++++ Records provided
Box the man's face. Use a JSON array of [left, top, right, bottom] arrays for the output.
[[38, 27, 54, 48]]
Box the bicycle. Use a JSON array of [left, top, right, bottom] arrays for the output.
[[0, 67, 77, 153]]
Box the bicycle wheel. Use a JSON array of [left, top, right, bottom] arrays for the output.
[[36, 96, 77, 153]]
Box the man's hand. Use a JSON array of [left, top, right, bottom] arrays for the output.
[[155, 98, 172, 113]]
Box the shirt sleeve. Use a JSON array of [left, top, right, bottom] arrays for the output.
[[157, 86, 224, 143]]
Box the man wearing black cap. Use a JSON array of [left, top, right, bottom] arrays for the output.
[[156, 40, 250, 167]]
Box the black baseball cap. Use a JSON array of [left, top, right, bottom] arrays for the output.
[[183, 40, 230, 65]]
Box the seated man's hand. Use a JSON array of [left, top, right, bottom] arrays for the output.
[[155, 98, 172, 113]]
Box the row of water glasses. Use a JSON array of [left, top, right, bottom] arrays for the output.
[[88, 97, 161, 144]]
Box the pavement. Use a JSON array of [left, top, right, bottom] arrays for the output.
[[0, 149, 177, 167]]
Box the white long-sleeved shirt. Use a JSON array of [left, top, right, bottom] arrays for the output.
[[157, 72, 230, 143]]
++++++++
• Given instruction
Pull out every line of the listing that contains the string "left", treating uppercase and lowercase as different.

• Response to this task
Box the man's face. Use a JSON array of [left, top, right, bottom] arrays for the output.
Box the bicycle. Use a JSON array of [left, top, right, bottom] arrays for the output.
Box the bicycle wheel. Use a JSON array of [left, top, right, bottom] arrays for the output.
Box the man's hand. Use a JSON array of [left, top, right, bottom] arrays for the output.
Box the shirt sleeve. Use a JSON array of [left, top, right, bottom] arrays for the output.
Box the man wearing black cap. Use a JSON array of [left, top, right, bottom] arrays for the output.
Box the black baseball cap. Use a JSON array of [left, top, right, bottom] arrays for the output.
Box the seated man's hand. Use a JSON array of [left, top, right, bottom] arrays for the output.
Box the row of water glasses. Use a JSON array of [left, top, right, bottom] arrays for the output.
Box the pavement. Use a JSON array of [left, top, right, bottom] arrays for the output.
Box the white long-sleeved shirt. Use a JSON array of [left, top, right, bottom] arrays for the output.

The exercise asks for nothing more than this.